■ **CHALLENGE**
Skip every picture, and output exactly the lines starting at the one with "Target: red roof" and running through the last line of the material below.

■ **LISTED ENTRIES**
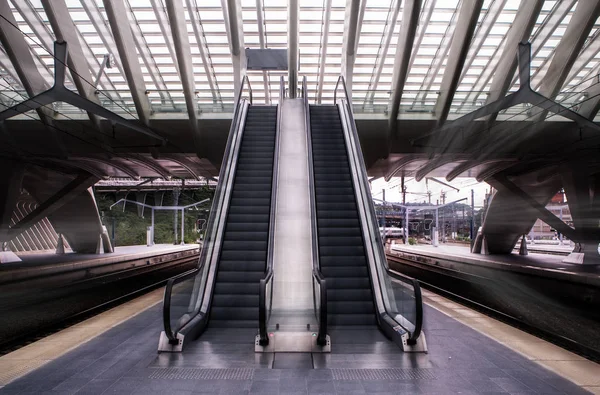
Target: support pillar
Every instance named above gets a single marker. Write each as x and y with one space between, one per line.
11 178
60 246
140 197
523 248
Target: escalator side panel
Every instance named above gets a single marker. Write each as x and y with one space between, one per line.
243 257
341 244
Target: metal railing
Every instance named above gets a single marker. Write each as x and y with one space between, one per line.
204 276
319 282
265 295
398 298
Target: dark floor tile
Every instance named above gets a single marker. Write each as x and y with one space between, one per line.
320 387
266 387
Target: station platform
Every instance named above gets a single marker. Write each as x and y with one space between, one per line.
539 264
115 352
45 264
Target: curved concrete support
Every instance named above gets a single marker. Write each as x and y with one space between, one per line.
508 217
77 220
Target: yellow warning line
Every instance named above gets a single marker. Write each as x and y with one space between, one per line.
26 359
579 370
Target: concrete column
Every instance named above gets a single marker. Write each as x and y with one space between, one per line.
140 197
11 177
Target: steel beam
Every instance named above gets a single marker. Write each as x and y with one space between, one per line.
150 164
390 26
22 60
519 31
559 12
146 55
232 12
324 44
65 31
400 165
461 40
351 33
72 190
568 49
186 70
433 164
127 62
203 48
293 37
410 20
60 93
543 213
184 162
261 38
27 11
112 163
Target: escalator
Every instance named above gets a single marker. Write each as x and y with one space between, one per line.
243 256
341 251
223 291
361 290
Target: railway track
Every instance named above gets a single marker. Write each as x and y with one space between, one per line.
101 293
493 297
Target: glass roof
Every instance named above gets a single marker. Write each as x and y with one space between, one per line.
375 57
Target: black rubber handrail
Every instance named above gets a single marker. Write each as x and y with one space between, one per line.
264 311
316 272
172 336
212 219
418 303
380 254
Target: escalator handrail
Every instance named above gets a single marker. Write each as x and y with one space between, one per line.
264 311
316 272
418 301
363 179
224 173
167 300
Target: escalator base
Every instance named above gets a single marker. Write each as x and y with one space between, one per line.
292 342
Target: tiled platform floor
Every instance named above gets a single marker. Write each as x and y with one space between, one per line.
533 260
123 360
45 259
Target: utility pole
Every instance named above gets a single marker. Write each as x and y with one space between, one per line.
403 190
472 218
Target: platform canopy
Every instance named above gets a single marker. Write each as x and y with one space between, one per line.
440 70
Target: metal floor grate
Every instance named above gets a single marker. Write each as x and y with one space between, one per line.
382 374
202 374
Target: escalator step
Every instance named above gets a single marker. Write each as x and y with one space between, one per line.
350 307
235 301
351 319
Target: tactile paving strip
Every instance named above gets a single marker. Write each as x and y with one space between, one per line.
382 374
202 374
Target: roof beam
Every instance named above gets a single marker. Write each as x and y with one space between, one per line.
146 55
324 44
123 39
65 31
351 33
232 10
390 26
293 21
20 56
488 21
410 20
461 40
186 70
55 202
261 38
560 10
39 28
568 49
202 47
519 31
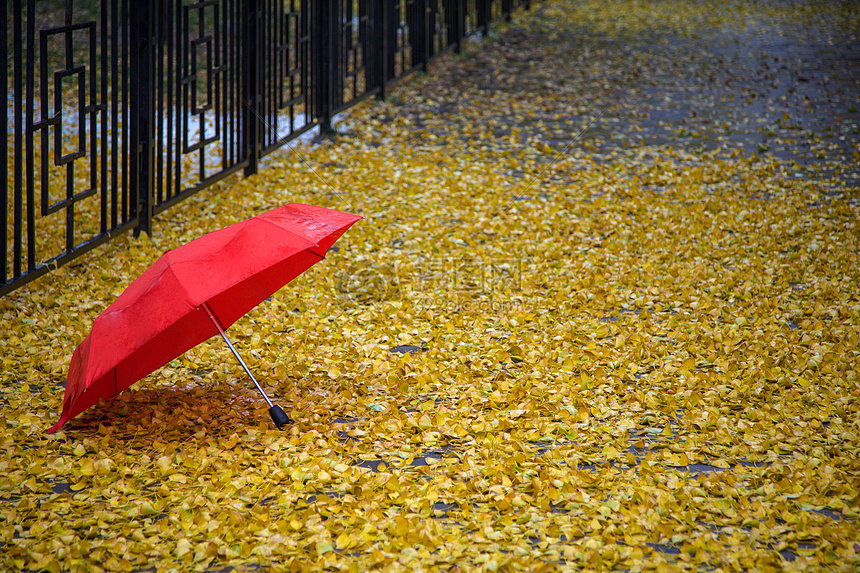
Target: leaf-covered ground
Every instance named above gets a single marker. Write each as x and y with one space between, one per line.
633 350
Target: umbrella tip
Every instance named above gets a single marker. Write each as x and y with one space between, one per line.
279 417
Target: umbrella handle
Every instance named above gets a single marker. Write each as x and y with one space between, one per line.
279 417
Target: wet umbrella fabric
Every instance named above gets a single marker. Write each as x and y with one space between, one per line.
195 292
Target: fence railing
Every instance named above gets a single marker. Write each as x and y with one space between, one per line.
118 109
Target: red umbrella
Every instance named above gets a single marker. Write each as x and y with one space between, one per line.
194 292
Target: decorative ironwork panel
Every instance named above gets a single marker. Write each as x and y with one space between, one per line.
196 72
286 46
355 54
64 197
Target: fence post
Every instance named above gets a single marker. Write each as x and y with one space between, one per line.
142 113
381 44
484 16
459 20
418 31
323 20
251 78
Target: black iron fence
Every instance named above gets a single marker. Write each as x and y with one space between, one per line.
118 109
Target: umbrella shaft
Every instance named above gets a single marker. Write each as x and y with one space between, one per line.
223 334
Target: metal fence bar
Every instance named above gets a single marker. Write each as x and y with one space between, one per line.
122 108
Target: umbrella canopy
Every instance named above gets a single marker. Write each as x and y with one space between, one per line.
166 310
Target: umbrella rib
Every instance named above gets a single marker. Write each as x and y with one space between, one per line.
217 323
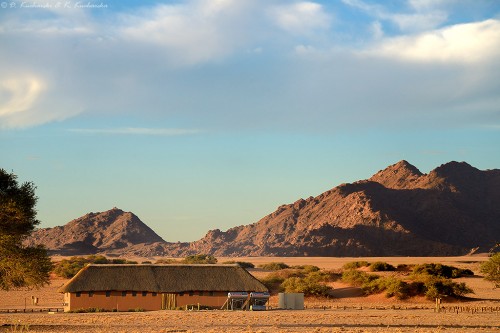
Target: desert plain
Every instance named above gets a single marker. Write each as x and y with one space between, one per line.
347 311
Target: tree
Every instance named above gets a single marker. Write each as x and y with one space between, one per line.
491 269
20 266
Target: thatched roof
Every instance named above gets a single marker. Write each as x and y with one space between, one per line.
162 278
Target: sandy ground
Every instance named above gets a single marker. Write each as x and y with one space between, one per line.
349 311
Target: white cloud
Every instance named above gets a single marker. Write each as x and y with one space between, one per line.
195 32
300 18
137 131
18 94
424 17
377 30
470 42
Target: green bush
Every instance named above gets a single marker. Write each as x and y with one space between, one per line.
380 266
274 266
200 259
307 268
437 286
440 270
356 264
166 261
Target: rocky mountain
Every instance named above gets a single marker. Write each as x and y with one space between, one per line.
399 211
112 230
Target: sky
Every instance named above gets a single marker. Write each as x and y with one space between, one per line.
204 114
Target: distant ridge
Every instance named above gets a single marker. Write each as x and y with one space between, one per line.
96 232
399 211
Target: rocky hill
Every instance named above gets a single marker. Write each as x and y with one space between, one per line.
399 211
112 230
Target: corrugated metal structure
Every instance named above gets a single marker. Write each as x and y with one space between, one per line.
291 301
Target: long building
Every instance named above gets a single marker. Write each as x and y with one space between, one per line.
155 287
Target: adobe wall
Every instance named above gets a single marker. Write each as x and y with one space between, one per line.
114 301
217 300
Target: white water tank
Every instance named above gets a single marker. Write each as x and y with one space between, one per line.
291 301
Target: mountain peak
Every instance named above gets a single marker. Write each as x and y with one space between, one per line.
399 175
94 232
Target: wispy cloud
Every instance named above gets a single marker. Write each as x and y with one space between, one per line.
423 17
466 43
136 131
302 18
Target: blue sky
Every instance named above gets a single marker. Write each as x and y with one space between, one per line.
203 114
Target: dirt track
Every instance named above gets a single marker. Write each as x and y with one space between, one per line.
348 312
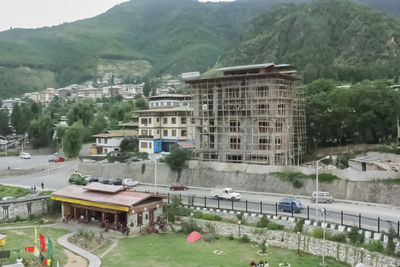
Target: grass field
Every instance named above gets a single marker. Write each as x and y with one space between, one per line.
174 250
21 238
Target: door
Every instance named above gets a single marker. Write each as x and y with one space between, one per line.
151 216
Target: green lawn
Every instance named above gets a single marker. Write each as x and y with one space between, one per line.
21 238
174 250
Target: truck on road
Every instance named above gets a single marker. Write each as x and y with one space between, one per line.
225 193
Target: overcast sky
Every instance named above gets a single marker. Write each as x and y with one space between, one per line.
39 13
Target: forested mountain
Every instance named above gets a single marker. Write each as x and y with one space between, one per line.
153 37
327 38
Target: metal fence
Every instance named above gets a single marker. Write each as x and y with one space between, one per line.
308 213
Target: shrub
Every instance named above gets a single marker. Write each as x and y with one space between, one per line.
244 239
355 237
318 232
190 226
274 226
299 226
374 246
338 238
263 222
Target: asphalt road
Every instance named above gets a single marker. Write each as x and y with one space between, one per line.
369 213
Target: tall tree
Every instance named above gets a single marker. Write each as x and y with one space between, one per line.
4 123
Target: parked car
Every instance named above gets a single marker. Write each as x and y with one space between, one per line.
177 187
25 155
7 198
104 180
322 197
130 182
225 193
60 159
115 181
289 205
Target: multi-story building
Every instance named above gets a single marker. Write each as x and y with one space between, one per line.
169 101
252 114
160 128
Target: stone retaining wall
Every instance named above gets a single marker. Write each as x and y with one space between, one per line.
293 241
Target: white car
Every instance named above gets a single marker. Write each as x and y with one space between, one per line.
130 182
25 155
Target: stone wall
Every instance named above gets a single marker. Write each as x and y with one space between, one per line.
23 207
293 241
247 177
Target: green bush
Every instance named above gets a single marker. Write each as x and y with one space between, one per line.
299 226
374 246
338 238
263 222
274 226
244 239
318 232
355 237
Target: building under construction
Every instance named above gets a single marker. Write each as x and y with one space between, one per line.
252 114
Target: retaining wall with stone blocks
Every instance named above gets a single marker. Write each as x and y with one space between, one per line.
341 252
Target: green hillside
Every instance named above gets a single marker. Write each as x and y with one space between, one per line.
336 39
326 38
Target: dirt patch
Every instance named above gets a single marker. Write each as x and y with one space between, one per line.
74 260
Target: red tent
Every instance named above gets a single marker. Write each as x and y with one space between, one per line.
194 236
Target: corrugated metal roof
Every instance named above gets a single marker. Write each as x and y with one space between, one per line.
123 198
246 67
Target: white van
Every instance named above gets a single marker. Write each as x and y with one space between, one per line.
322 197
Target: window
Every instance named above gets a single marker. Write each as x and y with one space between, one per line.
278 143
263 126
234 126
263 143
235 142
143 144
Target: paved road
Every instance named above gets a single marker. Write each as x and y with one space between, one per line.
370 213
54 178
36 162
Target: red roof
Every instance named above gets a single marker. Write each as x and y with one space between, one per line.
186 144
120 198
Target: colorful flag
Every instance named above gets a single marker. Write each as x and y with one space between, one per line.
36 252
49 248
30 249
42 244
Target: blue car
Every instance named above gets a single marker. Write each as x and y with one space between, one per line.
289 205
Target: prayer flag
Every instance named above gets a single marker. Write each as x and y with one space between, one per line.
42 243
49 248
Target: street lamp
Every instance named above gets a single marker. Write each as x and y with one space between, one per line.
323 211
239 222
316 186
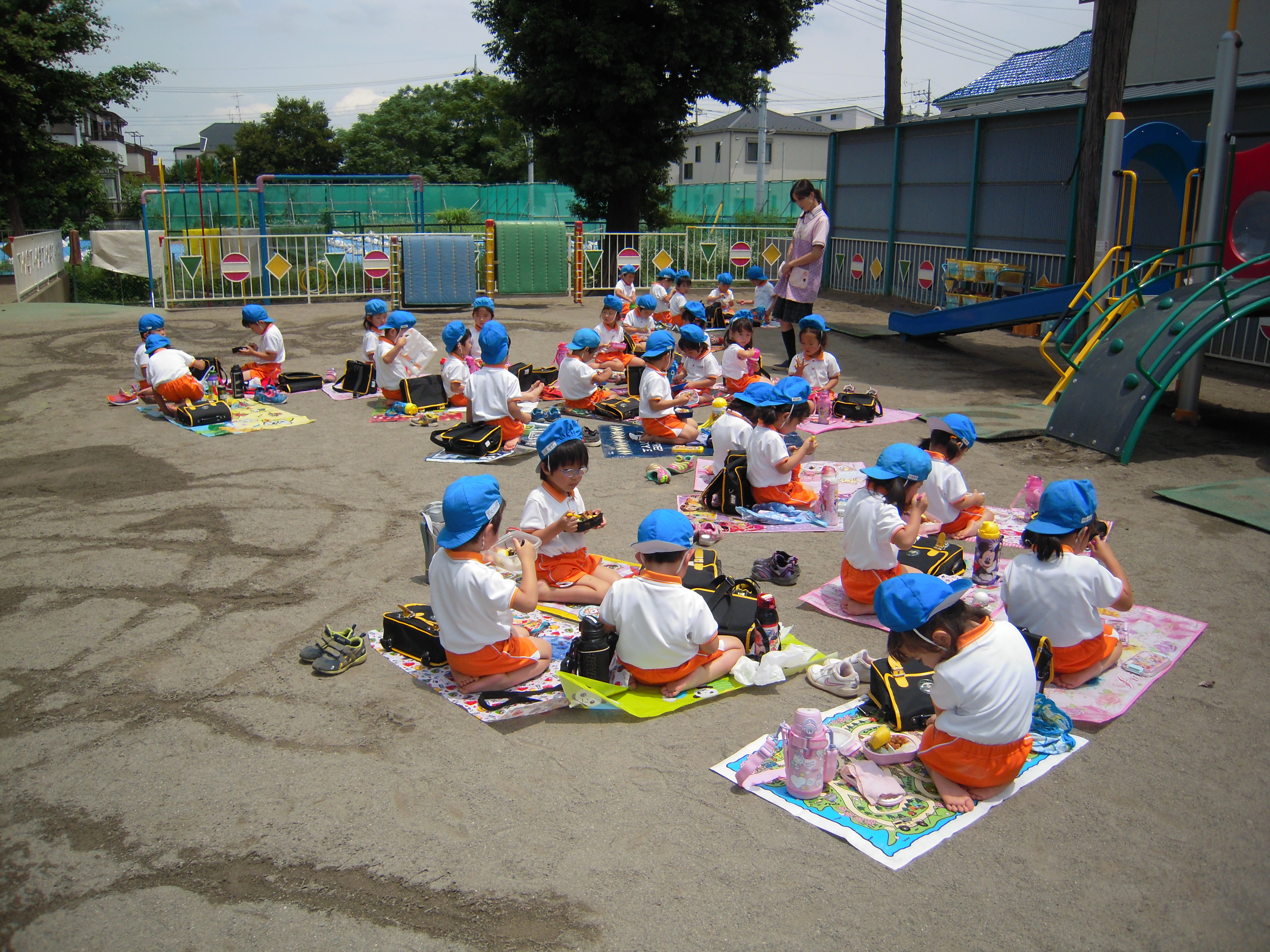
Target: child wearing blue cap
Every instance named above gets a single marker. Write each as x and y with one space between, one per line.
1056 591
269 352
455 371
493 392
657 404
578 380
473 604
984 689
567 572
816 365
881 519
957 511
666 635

■ **SOLUTION TO THIS TASK**
Target: red roof
Every instance named above gets a single marker. Write each as x and y with one space between, one per line.
186 144
120 198
Target: colorful flag
Every instance named above gets a single marker. Write each as x and y with one space between, one per line.
36 252
49 248
30 249
42 244
Target: blue car
Every instance named above gets a single marker. Write each as x and y with one space between, one per line.
289 205
Target: prayer flag
Every instance named above gets a single marker. Write each as x and y with one space between, one per line.
42 243
49 248
Target: street lamp
Every instance named above gets a single marker. Write each as x and y with one space between, one per line.
323 211
239 222
316 186
Target: child wearing blue cap
Every instance named above gets a single marker. Write each as x and y with one space between, one per line.
1056 591
269 352
455 371
493 392
657 404
578 380
473 604
984 689
567 572
816 365
881 519
957 511
666 635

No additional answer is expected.